-- Texte à lire --
● ● ● ●

Ali Benmakhlouf n’a pas l’arrogance du philosophe gouailleur. Le geste mesuré, le verbe courtois et l’œil malicieux, il a le charme des personnes délicates qui choisissent leurs mots avec précaution. A Paris, où il réside depuis 35 ans, son appartement est truffé de livres qu’il appelle joliment « mes extensions ». La correspondance de Flaubert, qu’il place au-dessus de tout, y côtoie les œuvres de Montaigne, sans doute l’écrivain qui l’a le plus influencé. On y trouve également des ouvrages de philosophes arabes médiévaux, Ibn Rochd, Ibn Sina, Ibn Khaldun, Ibn Baja, Al Farabi, ainsi que les travaux des logiciens Russel, Whitehead et Frege, auxquels il a consacré sa thèse et dont il est l’un des principaux spécialistes.

Parmi ses influences, il y aussi celle de sa famille : « Mon père et ma mère étaient de Fès. Avec eux, j’ai vécu une enfance heureuse, ils m’ont offert une entière liberté. Après mon bac, quand je suis parti en France poursuivre mes études de philosophie, des proches ont fait part à mes parents de leurs doutes sur mon orientation. Ils ont répondu : “Nous lui faisons confiance.” Cette phrase ne m’a jamais quitté. C’est comme si tout ce que je faisais n’était qu’une manière de dire : “Je dois être à la hauteur de cette confiance” ». De sa grand-mère sénégalaise, le philosophe dit avoir conservé l’orientation de son regard, davantage tourné vers le sud que vers le nord. Pourtant, quand il choisit de revenir enseigner au Maroc en 1987, après une agrégation obtenue à l’âge de 25 ans, le climat lui paraît détestable : « A l’époque, la pensée était méprisée et la philosophie quasiment absente des universités. Au bout de six mois, j’ai fini par retourner en France ».

Place au débat

A 55 ans, Ali Benmakhlouf est aujourd’hui le plus connu des philosophes marocains francophones. Professeur de philosophie de la connaissance des sciences et du langage à l’université de Paris Est-Créteil Val-de-Marne, il a signé une trentaine d’ouvrages sur des philosophes et penseurs allemands, britanniques, français et arabes, écrit sur l’identité et produit des compilations de ses interventions et chroniques, la plupart publiées dans la presse marocaine, sur la raison, le droit, les institutions, l’art et la politique. S’il enseigne à Paris, Ali Benmakhlouf se rend presque tous les mois à Casablanca et Rabat pour animer des conférences. « J’ai commencé en 2006 avec très peu de personnes. Aujourd’hui, je suis surpris de l’intérêt du public pour la philosophie. Il y a une demande de débat extraordinaire au Maroc, sur tous les sujets. Je suis convaincu, pour reprendre Amartya Sen, que débattre de la justice, c’est faire progresser la justice ; et cela marche pour tous les domaines. »

● ● ● ●

-- Exercice écrit A --
Présente en tableau Markdown les lignes de la liste comprises entre son début et la ligne qui contient "x=460 y=385", incluses. Prévois deux colonnes, « N° » pour le numéro de ligne et « Ligne » pour son contenu, et écarte les lignes vides et les images.
Le portrait d'Ali Benmakhlouf et la liste sont deux documents à part, sans lien entre eux.

● ● ● ●

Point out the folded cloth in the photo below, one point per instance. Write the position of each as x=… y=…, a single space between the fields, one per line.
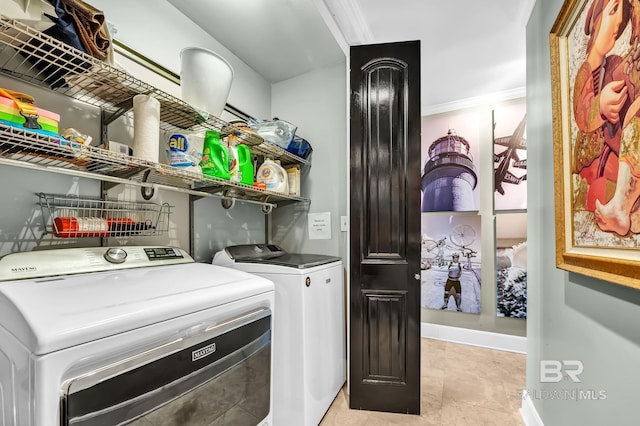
x=65 y=29
x=84 y=27
x=91 y=28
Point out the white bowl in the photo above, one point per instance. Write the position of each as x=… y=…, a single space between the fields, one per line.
x=205 y=79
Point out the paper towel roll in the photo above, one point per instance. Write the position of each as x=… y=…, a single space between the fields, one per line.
x=146 y=127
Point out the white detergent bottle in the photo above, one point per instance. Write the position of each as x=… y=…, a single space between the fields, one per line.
x=273 y=176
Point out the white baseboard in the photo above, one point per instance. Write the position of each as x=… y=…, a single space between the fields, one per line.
x=485 y=339
x=528 y=412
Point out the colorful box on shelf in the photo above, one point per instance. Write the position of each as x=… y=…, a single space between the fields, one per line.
x=10 y=112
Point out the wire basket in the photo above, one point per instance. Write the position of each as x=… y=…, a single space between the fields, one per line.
x=77 y=217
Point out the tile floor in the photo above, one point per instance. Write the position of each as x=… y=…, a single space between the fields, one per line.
x=460 y=385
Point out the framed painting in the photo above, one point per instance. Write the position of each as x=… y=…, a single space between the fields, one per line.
x=595 y=67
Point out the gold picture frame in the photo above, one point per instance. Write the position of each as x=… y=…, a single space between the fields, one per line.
x=596 y=132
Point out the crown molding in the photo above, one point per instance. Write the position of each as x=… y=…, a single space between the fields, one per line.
x=473 y=102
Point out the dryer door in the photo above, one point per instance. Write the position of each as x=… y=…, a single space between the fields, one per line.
x=223 y=371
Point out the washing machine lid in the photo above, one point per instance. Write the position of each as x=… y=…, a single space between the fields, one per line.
x=52 y=313
x=271 y=254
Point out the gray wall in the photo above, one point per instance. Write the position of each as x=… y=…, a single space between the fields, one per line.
x=315 y=102
x=571 y=317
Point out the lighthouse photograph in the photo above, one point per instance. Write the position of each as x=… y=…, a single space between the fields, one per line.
x=450 y=149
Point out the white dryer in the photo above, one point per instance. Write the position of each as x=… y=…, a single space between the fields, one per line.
x=132 y=335
x=309 y=327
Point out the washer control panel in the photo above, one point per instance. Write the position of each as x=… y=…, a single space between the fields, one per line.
x=58 y=262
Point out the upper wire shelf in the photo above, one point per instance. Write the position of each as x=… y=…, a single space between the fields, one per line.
x=34 y=57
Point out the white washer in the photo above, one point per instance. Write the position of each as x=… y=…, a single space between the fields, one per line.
x=94 y=336
x=309 y=327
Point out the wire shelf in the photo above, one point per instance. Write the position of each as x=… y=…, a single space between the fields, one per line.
x=36 y=58
x=77 y=217
x=21 y=147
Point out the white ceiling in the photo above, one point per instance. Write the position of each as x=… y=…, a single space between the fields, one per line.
x=471 y=50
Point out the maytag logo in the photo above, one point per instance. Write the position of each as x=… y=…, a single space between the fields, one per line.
x=202 y=352
x=18 y=270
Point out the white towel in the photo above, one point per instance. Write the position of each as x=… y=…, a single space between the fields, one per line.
x=146 y=127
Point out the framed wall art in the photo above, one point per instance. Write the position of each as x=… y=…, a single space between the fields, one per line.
x=510 y=157
x=595 y=64
x=451 y=262
x=449 y=175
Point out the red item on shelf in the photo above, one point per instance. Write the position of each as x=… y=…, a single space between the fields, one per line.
x=75 y=227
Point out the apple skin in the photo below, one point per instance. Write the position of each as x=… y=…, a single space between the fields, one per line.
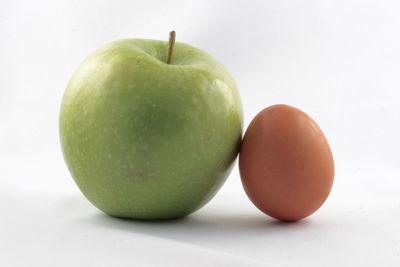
x=148 y=140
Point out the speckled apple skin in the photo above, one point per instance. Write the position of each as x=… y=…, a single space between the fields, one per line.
x=147 y=140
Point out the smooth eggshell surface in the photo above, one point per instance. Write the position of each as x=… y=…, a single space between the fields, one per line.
x=285 y=163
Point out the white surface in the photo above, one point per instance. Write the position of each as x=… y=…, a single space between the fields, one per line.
x=337 y=60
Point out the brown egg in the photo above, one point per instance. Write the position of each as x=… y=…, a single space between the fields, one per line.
x=285 y=163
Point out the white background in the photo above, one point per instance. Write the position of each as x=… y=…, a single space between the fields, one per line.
x=339 y=61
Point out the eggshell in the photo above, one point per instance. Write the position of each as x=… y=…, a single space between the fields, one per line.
x=285 y=163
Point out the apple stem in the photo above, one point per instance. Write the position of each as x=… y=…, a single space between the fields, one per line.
x=171 y=46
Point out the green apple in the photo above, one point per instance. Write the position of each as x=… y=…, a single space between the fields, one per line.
x=144 y=139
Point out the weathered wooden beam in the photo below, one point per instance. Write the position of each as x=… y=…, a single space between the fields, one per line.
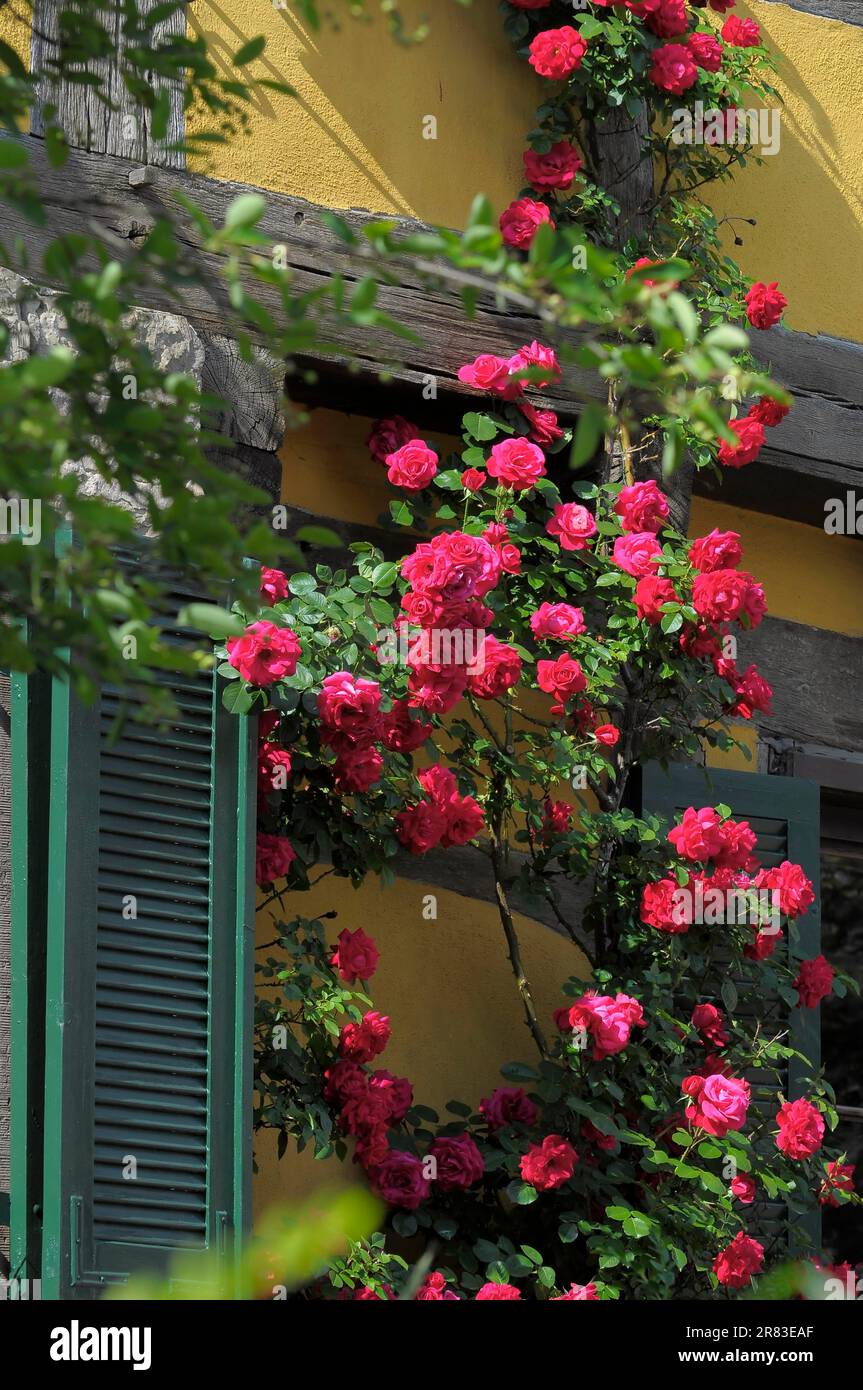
x=820 y=437
x=89 y=123
x=849 y=11
x=816 y=680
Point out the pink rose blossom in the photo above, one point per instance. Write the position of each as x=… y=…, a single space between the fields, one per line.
x=264 y=653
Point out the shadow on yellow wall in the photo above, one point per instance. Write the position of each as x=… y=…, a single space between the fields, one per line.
x=449 y=991
x=356 y=132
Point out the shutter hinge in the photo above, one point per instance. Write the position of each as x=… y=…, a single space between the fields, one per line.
x=81 y=1278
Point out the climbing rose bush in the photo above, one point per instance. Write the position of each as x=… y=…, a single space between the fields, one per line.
x=545 y=649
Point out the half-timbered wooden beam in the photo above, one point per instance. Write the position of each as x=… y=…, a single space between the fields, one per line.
x=819 y=444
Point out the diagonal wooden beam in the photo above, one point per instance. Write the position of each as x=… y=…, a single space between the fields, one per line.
x=819 y=439
x=849 y=11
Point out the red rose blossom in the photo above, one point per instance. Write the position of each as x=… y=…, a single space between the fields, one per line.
x=706 y=52
x=573 y=526
x=735 y=1265
x=673 y=68
x=751 y=439
x=516 y=463
x=801 y=1129
x=399 y=1180
x=507 y=1105
x=741 y=34
x=355 y=957
x=549 y=1164
x=555 y=53
x=813 y=982
x=765 y=305
x=521 y=220
x=459 y=1162
x=273 y=858
x=264 y=653
x=641 y=508
x=413 y=466
x=498 y=1293
x=362 y=1041
x=553 y=170
x=388 y=435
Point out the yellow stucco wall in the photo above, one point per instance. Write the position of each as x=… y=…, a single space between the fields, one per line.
x=353 y=135
x=449 y=991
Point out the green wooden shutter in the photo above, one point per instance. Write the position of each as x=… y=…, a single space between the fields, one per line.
x=784 y=813
x=148 y=986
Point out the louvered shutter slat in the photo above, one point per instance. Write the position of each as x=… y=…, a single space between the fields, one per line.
x=148 y=1037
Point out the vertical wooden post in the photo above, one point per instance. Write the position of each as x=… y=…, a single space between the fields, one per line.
x=621 y=159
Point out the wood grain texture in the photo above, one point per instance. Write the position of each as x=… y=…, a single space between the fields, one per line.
x=6 y=822
x=121 y=127
x=820 y=437
x=816 y=683
x=849 y=11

● ● ● ●

-- Exercice écrit B --
Recopie mot pour mot le passage du portrait d'Ali Benmakhlouf situé entre "Ali Benmakhlouf n’a" et "des principaux spécialistes.", inclus.

-- Réponse A --
| N° | Ligne |
|---|---|
| 1 | Point out the folded cloth in the photo below, one point per instance. Write the position of each as x=… y=…, a single space between the fields, one per line. |
| 2 | x=65 y=29 |
| 3 | x=84 y=27 |
| 4 | x=91 y=28 |
| 5 | Point out the white bowl in the photo above, one point per instance. Write the position of each as x=… y=…, a single space between the fields, one per line. |
| 6 | x=205 y=79 |
| 7 | Point out the paper towel roll in the photo above, one point per instance. Write the position of each as x=… y=…, a single space between the fields, one per line. |
| 8 | x=146 y=127 |
| 9 | Point out the white detergent bottle in the photo above, one point per instance. Write the position of each as x=… y=…, a single space between the fields, one per line. |
| 10 | x=273 y=176 |
| 11 | Point out the white baseboard in the photo above, one point per instance. Write the position of each as x=… y=…, a single space between the fields, one per line. |
| 12 | x=485 y=339 |
| 13 | x=528 y=412 |
| 14 | Point out the colorful box on shelf in the photo above, one point per instance. Write the position of each as x=… y=…, a single space between the fields, one per line. |
| 15 | x=10 y=112 |
| 16 | Point out the wire basket in the photo above, one point per instance. Write the position of each as x=… y=…, a single space between the fields, one per line. |
| 17 | x=77 y=217 |
| 18 | Point out the tile floor in the photo above, one point per instance. Write the position of each as x=… y=…, a single space between the fields, one per line. |
| 19 | x=460 y=385 |

-- Réponse B --
Ali Benmakhlouf n’a pas l’arrogance du philosophe gouailleur. Le geste mesuré, le verbe courtois et l’œil malicieux, il a le charme des personnes délicates qui choisissent leurs mots avec précaution. A Paris, où il réside depuis 35 ans, son appartement est truffé de livres qu’il appelle joliment « mes extensions ». La correspondance de Flaubert, qu’il place au-dessus de tout, y côtoie les œuvres de Montaigne, sans doute l’écrivain qui l’a le plus influencé. On y trouve également des ouvrages de philosophes arabes médiévaux, Ibn Rochd, Ibn Sina, Ibn Khaldun, Ibn Baja, Al Farabi, ainsi que les travaux des logiciens Russel, Whitehead et Frege, auxquels il a consacré sa thèse et dont il est l’un des principaux spécialistes.